_WHAT IS REQUIRED_. Search the entries for the word "below". Copy every line where it turns up.

_LISTED RECORDS_.
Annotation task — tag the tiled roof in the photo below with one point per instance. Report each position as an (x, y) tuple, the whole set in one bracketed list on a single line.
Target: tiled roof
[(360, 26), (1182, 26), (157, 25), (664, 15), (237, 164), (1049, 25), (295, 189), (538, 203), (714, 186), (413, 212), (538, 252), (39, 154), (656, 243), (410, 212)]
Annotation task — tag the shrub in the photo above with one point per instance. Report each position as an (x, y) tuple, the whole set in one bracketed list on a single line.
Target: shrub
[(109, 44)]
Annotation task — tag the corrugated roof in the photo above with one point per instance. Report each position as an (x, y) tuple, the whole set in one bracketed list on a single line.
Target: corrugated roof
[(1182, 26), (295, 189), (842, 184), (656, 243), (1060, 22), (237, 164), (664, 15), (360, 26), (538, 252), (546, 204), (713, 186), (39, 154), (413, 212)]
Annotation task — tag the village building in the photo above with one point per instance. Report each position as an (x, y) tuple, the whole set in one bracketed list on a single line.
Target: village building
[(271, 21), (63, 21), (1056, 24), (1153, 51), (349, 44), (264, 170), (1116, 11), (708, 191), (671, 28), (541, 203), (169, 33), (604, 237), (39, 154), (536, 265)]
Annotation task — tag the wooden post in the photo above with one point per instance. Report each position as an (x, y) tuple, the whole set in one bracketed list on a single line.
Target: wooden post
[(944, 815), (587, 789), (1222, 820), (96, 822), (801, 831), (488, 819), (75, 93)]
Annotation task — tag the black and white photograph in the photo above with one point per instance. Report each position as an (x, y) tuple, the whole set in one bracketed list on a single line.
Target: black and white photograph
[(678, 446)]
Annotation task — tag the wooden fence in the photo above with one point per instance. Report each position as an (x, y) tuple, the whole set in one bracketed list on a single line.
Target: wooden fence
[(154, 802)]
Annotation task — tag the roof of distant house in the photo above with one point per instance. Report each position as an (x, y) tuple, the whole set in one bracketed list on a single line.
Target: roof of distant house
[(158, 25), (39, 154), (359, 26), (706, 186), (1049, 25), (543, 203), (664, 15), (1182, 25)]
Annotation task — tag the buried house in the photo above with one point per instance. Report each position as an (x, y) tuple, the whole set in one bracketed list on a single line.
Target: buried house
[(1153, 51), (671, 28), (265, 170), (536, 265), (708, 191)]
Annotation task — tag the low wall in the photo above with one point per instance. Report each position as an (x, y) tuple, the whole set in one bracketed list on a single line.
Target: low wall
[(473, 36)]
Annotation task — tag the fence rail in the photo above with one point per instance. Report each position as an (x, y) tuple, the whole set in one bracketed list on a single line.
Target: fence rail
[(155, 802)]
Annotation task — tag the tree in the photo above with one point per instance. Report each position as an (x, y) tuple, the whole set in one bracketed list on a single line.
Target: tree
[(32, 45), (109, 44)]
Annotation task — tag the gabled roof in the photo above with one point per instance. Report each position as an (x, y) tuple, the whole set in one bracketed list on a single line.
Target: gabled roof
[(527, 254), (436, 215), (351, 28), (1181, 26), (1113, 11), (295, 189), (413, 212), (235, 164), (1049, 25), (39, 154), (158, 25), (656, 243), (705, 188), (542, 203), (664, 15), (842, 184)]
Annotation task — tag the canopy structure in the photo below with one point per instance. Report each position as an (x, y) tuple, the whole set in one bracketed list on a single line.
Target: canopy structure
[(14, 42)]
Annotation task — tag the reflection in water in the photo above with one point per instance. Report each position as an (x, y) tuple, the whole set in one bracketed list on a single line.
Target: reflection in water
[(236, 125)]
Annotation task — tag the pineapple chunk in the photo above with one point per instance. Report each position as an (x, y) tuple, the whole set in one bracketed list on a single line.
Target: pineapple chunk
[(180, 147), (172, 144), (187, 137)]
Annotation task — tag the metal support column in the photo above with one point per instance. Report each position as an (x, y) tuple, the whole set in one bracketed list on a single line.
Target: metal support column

_RESULT FOR THIS TASK_.
Annotation task — tag the tiled roof in the photo below with one point per instance. Report each position as an (x, y) tuple, the whole set in one bracketed list on a single line.
Annotation task — tag the canopy structure in the photo below with one point per instance. Report each position as an (x, y) tuple, the whole set in one bracketed list on a single line.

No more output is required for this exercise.